__What is required__
Please convert the listing lines between the line holding "Find black sleeve." and the line holding "xmin=0 ymin=1 xmax=83 ymax=155", inclusive, into a Markdown table with the columns Row number and Record line, skipping any blank lines.

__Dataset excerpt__
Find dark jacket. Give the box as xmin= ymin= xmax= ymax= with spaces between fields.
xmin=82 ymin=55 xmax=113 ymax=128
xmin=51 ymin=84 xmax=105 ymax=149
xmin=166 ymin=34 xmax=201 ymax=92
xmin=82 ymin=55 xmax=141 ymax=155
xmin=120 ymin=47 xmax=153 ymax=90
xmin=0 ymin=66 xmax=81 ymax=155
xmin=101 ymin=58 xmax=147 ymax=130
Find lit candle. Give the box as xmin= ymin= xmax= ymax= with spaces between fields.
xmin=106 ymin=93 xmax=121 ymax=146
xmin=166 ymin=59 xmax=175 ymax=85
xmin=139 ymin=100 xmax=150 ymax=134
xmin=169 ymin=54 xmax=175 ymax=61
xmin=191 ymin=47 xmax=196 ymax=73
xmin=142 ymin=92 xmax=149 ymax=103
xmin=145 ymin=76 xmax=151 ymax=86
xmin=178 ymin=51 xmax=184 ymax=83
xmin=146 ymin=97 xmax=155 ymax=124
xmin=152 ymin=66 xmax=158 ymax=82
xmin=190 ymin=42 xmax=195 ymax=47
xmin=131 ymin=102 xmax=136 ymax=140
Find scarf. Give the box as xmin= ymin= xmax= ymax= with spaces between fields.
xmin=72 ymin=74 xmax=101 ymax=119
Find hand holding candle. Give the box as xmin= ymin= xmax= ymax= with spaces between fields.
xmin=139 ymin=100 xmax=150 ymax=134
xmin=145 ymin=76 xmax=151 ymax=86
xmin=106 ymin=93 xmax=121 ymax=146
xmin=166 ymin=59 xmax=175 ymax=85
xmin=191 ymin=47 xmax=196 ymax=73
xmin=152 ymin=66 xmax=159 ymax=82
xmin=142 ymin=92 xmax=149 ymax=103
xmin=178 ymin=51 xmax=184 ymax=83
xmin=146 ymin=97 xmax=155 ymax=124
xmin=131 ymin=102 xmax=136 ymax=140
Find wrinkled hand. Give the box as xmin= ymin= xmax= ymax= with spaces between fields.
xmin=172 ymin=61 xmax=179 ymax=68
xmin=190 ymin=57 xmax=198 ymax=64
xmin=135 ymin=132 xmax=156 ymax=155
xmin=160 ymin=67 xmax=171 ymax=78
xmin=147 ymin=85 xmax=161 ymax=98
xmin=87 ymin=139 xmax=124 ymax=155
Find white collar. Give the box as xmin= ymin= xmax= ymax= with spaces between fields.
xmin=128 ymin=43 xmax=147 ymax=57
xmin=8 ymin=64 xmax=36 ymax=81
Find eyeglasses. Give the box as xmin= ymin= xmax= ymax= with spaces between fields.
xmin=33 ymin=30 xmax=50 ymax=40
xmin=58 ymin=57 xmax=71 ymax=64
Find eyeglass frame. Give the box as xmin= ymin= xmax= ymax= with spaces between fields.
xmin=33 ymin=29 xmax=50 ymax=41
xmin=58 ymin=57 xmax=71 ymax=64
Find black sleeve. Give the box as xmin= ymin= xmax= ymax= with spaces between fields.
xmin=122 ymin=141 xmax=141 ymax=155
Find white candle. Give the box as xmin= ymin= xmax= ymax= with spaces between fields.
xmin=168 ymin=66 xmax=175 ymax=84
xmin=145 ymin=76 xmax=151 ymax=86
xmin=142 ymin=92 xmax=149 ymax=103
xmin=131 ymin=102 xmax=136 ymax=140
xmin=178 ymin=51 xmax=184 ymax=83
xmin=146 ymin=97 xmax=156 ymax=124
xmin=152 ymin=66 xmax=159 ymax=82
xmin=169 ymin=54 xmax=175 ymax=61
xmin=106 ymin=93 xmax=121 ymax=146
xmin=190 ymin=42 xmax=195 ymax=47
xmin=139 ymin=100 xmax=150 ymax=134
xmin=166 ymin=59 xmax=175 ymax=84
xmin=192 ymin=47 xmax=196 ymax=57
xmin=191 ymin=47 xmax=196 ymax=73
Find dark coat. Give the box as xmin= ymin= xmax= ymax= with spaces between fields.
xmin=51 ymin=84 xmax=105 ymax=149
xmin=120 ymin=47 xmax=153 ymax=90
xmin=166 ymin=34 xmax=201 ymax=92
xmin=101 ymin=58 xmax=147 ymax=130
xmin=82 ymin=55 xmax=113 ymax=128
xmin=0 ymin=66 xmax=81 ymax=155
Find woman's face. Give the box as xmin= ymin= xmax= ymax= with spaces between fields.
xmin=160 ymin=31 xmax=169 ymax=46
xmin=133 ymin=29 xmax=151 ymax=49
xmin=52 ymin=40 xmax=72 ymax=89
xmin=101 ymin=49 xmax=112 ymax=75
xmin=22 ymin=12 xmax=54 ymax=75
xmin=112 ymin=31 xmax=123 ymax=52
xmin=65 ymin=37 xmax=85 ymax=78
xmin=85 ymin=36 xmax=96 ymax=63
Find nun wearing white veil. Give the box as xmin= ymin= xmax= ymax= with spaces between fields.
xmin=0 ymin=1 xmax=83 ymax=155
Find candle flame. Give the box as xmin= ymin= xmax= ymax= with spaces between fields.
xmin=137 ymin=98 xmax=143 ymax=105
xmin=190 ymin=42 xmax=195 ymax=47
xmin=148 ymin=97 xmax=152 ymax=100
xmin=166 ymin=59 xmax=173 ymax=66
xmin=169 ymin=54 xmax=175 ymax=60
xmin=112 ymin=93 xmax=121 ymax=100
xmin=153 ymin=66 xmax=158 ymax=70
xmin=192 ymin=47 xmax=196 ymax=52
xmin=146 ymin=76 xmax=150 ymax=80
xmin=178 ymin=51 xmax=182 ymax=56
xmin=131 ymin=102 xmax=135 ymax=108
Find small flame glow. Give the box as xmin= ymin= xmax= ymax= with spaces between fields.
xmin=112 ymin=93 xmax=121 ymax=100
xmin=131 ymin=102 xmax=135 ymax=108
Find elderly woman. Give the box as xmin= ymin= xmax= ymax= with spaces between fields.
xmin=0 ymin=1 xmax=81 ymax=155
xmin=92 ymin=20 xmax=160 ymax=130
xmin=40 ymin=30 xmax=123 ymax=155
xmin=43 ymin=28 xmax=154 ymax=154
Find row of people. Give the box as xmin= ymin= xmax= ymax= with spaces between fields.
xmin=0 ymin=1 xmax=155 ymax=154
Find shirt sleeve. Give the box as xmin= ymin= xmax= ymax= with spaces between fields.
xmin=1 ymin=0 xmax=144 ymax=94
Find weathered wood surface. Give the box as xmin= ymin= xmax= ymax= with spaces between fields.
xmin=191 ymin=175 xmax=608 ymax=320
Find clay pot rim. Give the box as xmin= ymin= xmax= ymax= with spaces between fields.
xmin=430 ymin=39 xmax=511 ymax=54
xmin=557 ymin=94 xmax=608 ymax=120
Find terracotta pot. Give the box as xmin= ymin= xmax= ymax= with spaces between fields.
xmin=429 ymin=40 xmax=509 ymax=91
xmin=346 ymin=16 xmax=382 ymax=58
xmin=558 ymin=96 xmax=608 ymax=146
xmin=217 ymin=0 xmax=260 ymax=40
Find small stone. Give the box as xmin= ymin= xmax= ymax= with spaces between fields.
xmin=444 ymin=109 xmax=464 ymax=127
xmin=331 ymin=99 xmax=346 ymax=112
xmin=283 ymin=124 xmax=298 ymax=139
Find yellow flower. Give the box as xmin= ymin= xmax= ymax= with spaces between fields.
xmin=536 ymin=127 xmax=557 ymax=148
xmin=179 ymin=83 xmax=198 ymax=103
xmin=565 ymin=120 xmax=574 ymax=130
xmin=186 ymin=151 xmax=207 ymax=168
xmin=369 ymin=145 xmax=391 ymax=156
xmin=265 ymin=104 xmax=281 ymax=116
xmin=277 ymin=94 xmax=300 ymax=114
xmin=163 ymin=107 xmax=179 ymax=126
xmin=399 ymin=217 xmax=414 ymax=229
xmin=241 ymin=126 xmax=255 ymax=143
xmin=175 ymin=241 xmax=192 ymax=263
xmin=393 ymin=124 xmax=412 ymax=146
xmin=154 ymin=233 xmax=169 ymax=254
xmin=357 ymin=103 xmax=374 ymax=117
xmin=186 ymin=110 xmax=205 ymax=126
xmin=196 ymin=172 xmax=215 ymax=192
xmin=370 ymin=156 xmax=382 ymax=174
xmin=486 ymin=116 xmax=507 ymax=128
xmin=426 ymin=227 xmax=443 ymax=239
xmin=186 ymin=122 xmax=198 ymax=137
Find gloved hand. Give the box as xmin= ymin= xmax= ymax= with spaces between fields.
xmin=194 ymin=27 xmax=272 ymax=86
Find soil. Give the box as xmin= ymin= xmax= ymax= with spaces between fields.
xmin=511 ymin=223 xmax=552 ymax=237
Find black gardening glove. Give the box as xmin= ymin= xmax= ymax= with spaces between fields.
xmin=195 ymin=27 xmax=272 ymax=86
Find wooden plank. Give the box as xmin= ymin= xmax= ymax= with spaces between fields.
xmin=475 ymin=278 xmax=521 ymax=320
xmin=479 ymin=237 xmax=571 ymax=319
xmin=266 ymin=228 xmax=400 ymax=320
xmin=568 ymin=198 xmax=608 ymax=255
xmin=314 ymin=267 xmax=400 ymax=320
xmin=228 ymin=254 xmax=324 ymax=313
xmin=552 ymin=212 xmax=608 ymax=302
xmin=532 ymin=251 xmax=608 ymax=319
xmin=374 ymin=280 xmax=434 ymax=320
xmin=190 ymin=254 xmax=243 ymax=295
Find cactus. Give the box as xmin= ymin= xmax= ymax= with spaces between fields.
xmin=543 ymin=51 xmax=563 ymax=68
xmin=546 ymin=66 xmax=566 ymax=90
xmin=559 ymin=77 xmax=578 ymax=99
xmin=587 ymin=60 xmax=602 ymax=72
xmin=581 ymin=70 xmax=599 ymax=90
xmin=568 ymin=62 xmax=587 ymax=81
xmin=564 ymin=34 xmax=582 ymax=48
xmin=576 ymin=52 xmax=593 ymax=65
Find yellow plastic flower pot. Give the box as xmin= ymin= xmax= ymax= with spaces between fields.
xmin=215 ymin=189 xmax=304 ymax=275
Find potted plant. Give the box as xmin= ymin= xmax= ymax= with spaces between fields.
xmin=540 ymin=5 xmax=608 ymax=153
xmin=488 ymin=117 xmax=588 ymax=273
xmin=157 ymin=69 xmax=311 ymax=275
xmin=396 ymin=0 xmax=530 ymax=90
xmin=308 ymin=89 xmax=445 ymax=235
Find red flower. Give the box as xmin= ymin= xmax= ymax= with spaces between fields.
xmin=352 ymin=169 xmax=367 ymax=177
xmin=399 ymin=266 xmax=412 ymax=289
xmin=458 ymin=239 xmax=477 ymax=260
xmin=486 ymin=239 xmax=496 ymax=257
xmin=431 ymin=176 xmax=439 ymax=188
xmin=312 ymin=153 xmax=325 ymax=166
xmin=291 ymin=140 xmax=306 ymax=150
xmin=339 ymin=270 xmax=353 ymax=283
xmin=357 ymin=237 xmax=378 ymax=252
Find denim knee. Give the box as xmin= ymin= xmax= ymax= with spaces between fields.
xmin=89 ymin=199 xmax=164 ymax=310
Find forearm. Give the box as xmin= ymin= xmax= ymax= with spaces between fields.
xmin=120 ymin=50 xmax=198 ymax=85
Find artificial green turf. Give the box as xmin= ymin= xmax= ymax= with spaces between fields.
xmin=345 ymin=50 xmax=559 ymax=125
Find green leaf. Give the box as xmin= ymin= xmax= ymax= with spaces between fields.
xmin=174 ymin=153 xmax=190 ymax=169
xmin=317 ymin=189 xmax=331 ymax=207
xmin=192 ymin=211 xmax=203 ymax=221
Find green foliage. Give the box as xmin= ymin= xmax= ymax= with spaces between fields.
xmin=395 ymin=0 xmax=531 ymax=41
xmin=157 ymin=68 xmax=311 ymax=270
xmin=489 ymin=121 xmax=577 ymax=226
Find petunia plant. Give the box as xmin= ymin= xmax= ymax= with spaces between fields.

--

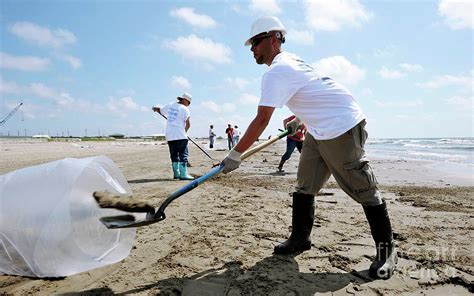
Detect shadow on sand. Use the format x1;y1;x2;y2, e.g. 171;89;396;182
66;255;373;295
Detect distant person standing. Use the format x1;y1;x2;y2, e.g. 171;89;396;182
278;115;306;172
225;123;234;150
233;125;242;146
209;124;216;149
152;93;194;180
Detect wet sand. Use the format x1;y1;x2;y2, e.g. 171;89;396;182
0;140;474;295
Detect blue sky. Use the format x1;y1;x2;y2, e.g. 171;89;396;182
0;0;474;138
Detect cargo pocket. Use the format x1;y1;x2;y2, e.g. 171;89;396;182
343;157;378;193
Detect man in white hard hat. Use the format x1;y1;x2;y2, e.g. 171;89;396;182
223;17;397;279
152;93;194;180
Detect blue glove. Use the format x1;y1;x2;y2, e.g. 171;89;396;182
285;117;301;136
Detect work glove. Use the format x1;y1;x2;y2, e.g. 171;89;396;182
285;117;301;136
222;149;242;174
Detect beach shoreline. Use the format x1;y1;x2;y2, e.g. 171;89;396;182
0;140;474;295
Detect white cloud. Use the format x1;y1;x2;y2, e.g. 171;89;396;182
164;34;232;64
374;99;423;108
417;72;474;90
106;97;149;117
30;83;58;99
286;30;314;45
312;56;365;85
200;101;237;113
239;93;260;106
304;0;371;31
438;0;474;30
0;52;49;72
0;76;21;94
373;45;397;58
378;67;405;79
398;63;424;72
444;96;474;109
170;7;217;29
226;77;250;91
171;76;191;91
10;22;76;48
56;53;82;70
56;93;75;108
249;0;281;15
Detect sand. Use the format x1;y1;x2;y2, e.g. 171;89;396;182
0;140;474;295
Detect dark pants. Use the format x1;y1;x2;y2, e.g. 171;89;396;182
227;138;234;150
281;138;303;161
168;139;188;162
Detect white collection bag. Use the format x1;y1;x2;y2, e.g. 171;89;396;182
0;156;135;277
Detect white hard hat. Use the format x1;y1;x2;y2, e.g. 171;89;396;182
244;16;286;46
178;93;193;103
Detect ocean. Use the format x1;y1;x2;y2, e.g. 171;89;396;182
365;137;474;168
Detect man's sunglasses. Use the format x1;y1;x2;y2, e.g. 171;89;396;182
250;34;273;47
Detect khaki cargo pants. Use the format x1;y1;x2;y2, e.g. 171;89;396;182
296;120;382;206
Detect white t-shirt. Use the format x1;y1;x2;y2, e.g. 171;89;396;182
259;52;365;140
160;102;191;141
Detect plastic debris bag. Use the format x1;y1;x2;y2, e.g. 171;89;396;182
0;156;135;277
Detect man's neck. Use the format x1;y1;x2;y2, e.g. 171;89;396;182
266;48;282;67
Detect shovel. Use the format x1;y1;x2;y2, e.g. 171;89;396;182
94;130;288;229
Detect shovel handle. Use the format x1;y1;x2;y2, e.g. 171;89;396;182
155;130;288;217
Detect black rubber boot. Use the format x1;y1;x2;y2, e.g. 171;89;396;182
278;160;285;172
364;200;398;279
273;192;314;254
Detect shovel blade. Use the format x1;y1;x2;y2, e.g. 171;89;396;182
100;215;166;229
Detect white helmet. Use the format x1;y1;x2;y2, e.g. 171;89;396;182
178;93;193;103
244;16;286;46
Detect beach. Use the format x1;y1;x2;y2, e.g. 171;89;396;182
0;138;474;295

__The response__
| Row number | Record line |
|---|---|
| 1 | Find black sleeve. Give the box as xmin= ymin= xmax= ymax= with spaces between fields. |
| 2 | xmin=122 ymin=141 xmax=141 ymax=155 |
| 3 | Find white candle. Give the box as xmin= ymin= xmax= ymax= with spaces between fields. |
| 4 | xmin=168 ymin=66 xmax=175 ymax=84 |
| 5 | xmin=145 ymin=76 xmax=151 ymax=86 |
| 6 | xmin=142 ymin=92 xmax=149 ymax=103 |
| 7 | xmin=131 ymin=102 xmax=136 ymax=140 |
| 8 | xmin=178 ymin=51 xmax=184 ymax=83 |
| 9 | xmin=146 ymin=97 xmax=156 ymax=124 |
| 10 | xmin=152 ymin=66 xmax=159 ymax=82 |
| 11 | xmin=169 ymin=54 xmax=175 ymax=61 |
| 12 | xmin=106 ymin=93 xmax=121 ymax=146 |
| 13 | xmin=190 ymin=42 xmax=195 ymax=47 |
| 14 | xmin=139 ymin=100 xmax=150 ymax=134 |
| 15 | xmin=166 ymin=59 xmax=175 ymax=84 |
| 16 | xmin=192 ymin=47 xmax=196 ymax=57 |
| 17 | xmin=191 ymin=47 xmax=196 ymax=73 |
| 18 | Find dark coat. Give the box as xmin= ymin= xmax= ymax= with spaces between fields. |
| 19 | xmin=51 ymin=84 xmax=105 ymax=149 |
| 20 | xmin=120 ymin=47 xmax=153 ymax=90 |
| 21 | xmin=166 ymin=34 xmax=201 ymax=92 |
| 22 | xmin=101 ymin=58 xmax=147 ymax=130 |
| 23 | xmin=82 ymin=55 xmax=113 ymax=128 |
| 24 | xmin=0 ymin=66 xmax=81 ymax=155 |
| 25 | Find woman's face. Give the box as xmin= ymin= xmax= ymax= with spaces between fields. |
| 26 | xmin=160 ymin=31 xmax=169 ymax=46 |
| 27 | xmin=133 ymin=29 xmax=151 ymax=49 |
| 28 | xmin=52 ymin=40 xmax=72 ymax=89 |
| 29 | xmin=101 ymin=49 xmax=112 ymax=75 |
| 30 | xmin=22 ymin=12 xmax=54 ymax=75 |
| 31 | xmin=112 ymin=31 xmax=123 ymax=52 |
| 32 | xmin=65 ymin=37 xmax=85 ymax=78 |
| 33 | xmin=85 ymin=36 xmax=96 ymax=63 |
| 34 | Find nun wearing white veil. Give the box as xmin= ymin= xmax= ymax= with spaces between fields. |
| 35 | xmin=0 ymin=1 xmax=83 ymax=155 |